= TO DO =
State how many lines of the entries hold the string "shrub", and nothing more.

#### RECORDS PROVIDED

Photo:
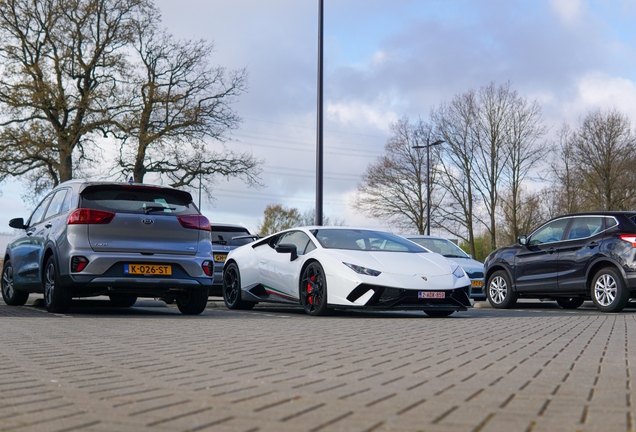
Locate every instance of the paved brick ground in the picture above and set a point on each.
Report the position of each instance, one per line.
(151, 369)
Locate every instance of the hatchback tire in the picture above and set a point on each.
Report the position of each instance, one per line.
(9, 294)
(499, 291)
(608, 291)
(193, 303)
(57, 297)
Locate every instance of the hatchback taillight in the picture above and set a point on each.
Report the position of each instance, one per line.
(78, 263)
(89, 216)
(208, 267)
(195, 222)
(629, 238)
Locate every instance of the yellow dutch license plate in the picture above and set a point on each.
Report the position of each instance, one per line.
(148, 269)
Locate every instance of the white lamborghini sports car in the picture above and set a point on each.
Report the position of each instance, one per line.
(323, 268)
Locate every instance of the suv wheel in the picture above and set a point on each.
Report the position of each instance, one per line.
(9, 294)
(57, 297)
(499, 291)
(608, 291)
(194, 302)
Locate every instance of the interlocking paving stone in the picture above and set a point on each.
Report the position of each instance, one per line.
(275, 369)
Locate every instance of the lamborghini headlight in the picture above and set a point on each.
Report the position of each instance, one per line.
(459, 272)
(362, 270)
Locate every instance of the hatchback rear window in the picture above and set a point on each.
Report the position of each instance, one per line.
(231, 236)
(135, 199)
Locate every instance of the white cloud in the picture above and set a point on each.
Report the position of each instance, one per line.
(569, 11)
(600, 90)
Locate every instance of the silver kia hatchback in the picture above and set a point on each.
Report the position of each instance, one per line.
(123, 240)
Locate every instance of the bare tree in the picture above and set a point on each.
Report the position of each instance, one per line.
(179, 101)
(454, 122)
(393, 188)
(526, 150)
(605, 153)
(61, 62)
(277, 218)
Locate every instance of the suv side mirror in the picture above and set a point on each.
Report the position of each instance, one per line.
(17, 223)
(288, 248)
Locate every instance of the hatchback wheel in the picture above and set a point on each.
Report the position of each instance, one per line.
(609, 293)
(499, 291)
(313, 290)
(232, 289)
(57, 297)
(194, 302)
(9, 294)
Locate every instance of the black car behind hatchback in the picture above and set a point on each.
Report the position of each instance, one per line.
(569, 259)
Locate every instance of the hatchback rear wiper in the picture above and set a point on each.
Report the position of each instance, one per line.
(148, 207)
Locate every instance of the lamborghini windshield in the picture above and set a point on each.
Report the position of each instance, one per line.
(365, 240)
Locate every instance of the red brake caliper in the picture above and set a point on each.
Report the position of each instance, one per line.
(310, 299)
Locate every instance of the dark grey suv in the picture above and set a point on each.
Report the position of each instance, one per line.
(116, 239)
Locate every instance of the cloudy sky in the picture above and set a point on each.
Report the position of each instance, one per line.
(385, 59)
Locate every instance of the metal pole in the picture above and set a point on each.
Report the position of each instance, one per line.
(319, 147)
(428, 188)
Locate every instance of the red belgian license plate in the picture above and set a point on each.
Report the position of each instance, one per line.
(431, 294)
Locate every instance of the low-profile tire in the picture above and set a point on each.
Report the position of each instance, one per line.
(232, 289)
(194, 302)
(608, 291)
(313, 290)
(122, 300)
(570, 302)
(438, 314)
(57, 297)
(9, 294)
(499, 291)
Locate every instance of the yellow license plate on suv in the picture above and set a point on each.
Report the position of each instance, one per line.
(148, 269)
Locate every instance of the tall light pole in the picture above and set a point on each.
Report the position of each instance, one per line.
(319, 149)
(428, 180)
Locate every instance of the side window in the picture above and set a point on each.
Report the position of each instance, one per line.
(298, 239)
(36, 217)
(583, 227)
(549, 233)
(56, 203)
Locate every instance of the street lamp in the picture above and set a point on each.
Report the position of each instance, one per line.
(428, 181)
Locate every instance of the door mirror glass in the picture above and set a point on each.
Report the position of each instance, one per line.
(287, 248)
(17, 223)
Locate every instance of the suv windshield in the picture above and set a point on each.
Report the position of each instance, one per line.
(231, 236)
(136, 199)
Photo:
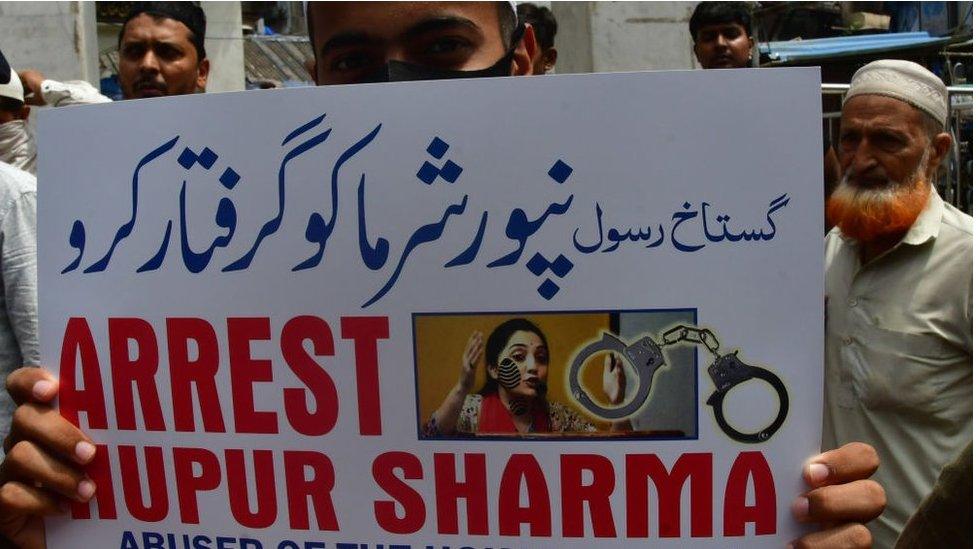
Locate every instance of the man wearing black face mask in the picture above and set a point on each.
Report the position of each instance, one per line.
(358, 42)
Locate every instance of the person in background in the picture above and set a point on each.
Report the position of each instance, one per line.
(899, 273)
(16, 140)
(161, 52)
(544, 24)
(356, 42)
(945, 518)
(722, 35)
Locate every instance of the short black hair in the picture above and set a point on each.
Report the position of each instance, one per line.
(507, 21)
(717, 13)
(188, 13)
(543, 23)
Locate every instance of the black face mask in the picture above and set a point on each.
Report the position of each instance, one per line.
(400, 71)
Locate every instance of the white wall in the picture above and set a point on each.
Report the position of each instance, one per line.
(56, 38)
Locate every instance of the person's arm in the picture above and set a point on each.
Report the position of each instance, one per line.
(43, 465)
(841, 499)
(18, 269)
(444, 419)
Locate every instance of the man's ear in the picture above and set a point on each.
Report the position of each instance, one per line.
(940, 148)
(312, 67)
(203, 71)
(524, 53)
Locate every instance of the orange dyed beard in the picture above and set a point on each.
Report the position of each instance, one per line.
(867, 215)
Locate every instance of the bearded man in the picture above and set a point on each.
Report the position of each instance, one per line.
(899, 272)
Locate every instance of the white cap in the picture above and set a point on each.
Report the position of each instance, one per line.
(905, 81)
(511, 4)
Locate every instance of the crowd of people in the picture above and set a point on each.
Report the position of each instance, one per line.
(898, 372)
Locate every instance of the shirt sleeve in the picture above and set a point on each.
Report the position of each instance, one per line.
(18, 267)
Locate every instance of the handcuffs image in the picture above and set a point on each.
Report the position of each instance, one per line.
(646, 358)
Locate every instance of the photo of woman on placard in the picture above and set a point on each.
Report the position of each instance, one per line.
(513, 398)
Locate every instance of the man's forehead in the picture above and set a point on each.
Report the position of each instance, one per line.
(390, 19)
(718, 27)
(152, 27)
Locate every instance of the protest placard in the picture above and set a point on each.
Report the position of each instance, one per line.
(385, 314)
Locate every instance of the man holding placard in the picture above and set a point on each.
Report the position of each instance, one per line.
(899, 292)
(357, 43)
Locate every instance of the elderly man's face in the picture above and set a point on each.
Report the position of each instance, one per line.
(353, 40)
(882, 141)
(723, 46)
(157, 58)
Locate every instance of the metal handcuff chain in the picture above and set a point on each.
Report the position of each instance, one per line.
(645, 357)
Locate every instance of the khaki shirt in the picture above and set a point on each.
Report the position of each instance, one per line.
(899, 355)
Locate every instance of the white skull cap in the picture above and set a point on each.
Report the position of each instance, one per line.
(905, 81)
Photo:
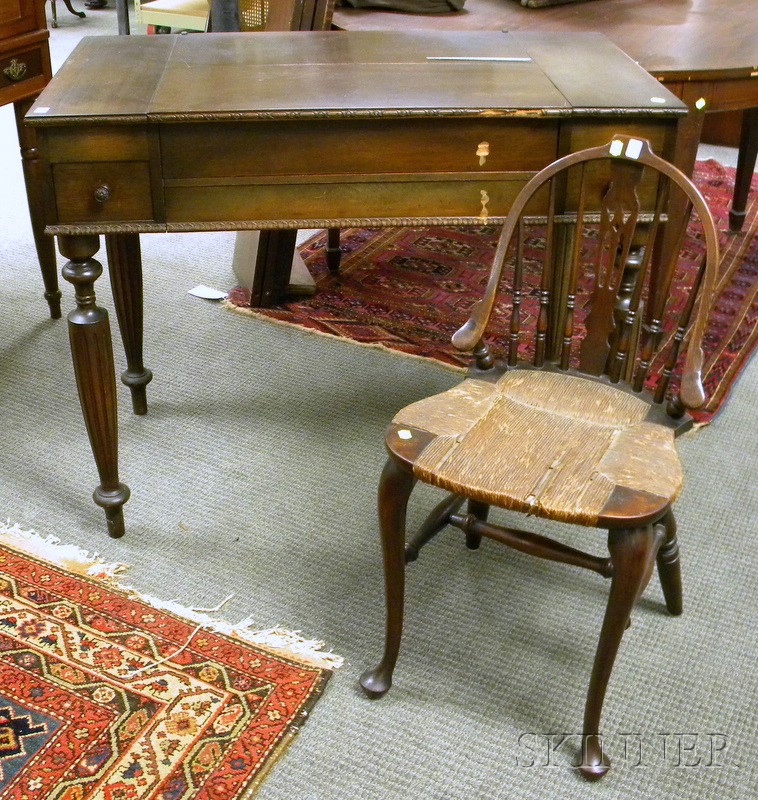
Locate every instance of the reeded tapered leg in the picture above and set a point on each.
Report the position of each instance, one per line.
(633, 553)
(669, 568)
(333, 252)
(480, 511)
(33, 179)
(125, 269)
(433, 524)
(394, 490)
(92, 353)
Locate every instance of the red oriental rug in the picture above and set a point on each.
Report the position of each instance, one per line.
(409, 289)
(104, 696)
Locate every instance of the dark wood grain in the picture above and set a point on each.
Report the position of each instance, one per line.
(703, 52)
(24, 72)
(142, 156)
(125, 271)
(92, 352)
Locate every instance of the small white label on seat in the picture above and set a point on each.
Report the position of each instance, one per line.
(617, 147)
(634, 148)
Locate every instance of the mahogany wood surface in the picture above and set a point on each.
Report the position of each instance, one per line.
(521, 435)
(704, 51)
(24, 72)
(127, 157)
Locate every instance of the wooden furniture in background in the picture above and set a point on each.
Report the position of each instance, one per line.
(24, 72)
(405, 129)
(557, 432)
(705, 52)
(69, 8)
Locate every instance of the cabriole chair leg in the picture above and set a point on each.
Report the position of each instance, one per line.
(395, 488)
(633, 552)
(669, 568)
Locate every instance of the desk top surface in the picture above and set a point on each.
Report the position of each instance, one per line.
(667, 37)
(347, 74)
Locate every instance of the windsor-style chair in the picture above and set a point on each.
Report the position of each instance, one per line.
(572, 433)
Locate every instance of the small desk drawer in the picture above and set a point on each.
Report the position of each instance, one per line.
(103, 192)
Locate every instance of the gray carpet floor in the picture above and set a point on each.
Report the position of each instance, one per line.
(255, 473)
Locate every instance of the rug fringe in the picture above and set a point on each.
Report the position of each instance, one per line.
(280, 640)
(251, 312)
(77, 560)
(50, 548)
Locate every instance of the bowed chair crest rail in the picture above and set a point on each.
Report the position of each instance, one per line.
(570, 433)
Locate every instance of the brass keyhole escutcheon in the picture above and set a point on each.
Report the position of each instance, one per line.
(485, 198)
(15, 71)
(103, 193)
(482, 151)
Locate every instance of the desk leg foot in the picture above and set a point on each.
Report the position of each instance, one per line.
(125, 269)
(745, 167)
(33, 178)
(333, 252)
(92, 353)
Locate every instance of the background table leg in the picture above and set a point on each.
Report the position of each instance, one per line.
(745, 166)
(125, 270)
(92, 353)
(33, 178)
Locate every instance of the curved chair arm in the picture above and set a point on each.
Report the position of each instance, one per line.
(629, 149)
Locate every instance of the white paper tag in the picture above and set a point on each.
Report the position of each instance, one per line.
(633, 148)
(207, 293)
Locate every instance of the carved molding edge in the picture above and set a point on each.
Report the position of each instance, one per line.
(127, 119)
(353, 222)
(83, 229)
(354, 113)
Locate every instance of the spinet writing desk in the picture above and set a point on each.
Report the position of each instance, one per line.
(301, 130)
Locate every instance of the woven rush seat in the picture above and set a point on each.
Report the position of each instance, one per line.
(548, 444)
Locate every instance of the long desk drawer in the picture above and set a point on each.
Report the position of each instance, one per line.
(357, 147)
(364, 199)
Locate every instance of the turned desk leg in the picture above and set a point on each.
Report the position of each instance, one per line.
(92, 353)
(125, 270)
(745, 167)
(33, 178)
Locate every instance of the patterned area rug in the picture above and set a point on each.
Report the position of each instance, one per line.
(409, 289)
(104, 696)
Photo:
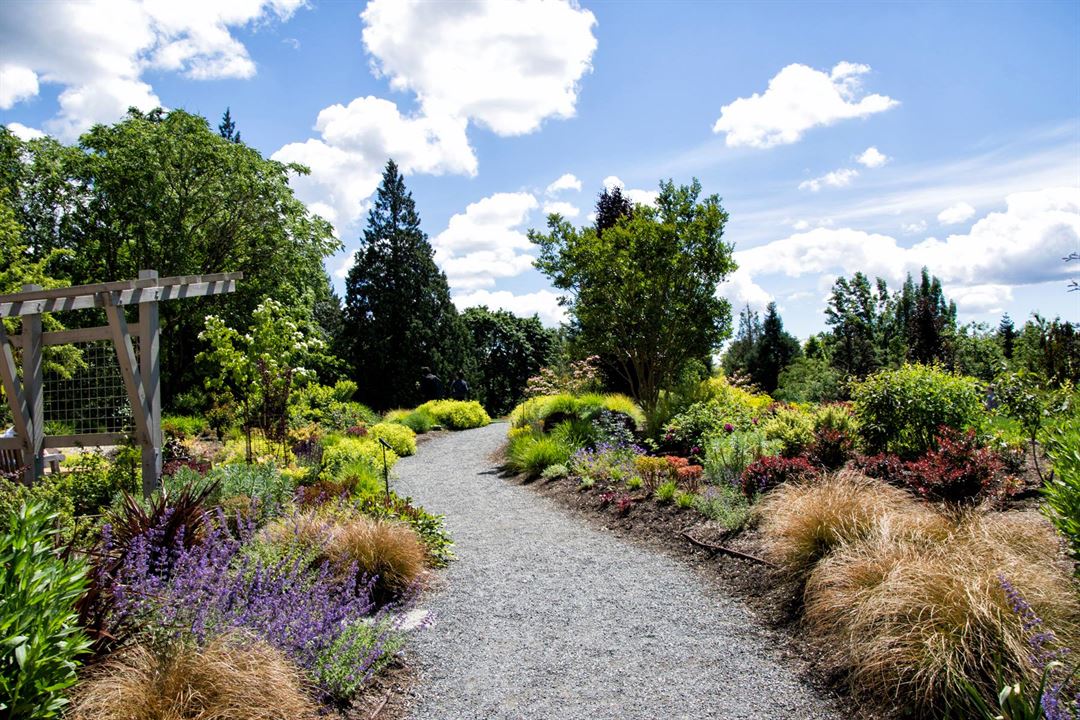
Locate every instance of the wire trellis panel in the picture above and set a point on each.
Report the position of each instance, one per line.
(93, 399)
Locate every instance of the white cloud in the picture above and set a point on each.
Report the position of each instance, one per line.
(872, 158)
(635, 195)
(486, 242)
(16, 83)
(356, 139)
(505, 66)
(838, 178)
(543, 303)
(1022, 245)
(24, 133)
(565, 181)
(740, 289)
(956, 214)
(566, 209)
(98, 51)
(797, 99)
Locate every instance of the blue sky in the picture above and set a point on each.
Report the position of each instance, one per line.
(869, 136)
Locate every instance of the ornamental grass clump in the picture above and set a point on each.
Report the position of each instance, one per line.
(804, 521)
(915, 609)
(231, 678)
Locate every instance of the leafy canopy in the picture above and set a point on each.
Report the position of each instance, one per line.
(643, 294)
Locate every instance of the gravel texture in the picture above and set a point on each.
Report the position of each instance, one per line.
(543, 616)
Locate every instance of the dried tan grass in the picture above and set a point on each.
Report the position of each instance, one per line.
(913, 608)
(387, 548)
(802, 522)
(231, 679)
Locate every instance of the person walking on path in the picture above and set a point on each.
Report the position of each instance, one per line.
(459, 389)
(431, 386)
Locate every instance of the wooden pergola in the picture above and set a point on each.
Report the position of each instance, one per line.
(140, 374)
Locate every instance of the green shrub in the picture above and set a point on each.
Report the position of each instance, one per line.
(724, 504)
(418, 421)
(183, 426)
(336, 666)
(665, 492)
(576, 433)
(457, 415)
(531, 453)
(400, 437)
(727, 454)
(792, 429)
(1063, 490)
(901, 410)
(340, 451)
(41, 642)
(554, 472)
(430, 528)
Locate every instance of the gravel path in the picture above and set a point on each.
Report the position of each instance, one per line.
(542, 616)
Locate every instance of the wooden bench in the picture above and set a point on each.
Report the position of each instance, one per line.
(11, 460)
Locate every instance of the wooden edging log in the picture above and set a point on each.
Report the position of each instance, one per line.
(728, 551)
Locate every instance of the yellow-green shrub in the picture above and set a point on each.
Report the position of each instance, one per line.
(340, 451)
(457, 415)
(400, 437)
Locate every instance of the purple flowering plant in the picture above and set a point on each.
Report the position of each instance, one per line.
(309, 612)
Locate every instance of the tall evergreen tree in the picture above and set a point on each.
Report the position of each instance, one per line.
(1007, 336)
(227, 128)
(774, 351)
(610, 206)
(397, 311)
(742, 351)
(852, 315)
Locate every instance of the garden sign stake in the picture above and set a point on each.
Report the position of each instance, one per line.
(139, 370)
(386, 470)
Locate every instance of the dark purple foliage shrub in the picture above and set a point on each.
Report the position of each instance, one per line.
(882, 466)
(957, 471)
(831, 448)
(1061, 691)
(771, 471)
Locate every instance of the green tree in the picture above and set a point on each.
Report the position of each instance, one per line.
(740, 354)
(1007, 336)
(644, 293)
(227, 127)
(163, 190)
(1050, 349)
(397, 311)
(610, 206)
(809, 380)
(774, 352)
(507, 351)
(852, 315)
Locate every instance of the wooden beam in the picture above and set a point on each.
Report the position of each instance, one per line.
(85, 439)
(13, 389)
(67, 337)
(16, 307)
(34, 390)
(129, 368)
(75, 290)
(149, 362)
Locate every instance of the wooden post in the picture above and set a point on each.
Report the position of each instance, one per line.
(149, 363)
(32, 388)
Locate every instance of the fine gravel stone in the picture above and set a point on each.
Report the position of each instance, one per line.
(543, 616)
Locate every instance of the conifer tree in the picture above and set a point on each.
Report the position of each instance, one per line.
(399, 316)
(774, 351)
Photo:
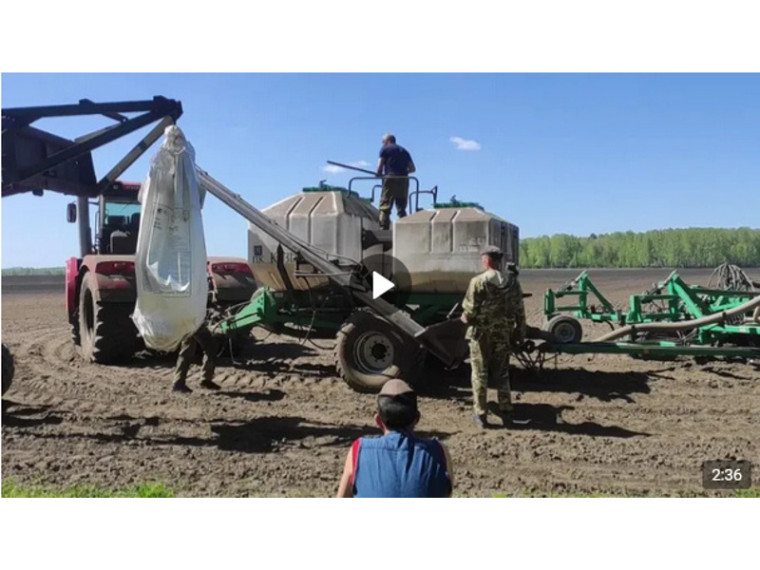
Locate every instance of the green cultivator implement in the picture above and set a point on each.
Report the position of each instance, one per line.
(672, 319)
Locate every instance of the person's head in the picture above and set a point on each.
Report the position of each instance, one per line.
(396, 407)
(491, 257)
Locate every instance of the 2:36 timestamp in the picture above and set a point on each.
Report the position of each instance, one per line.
(726, 474)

########

= SOLUTION =
3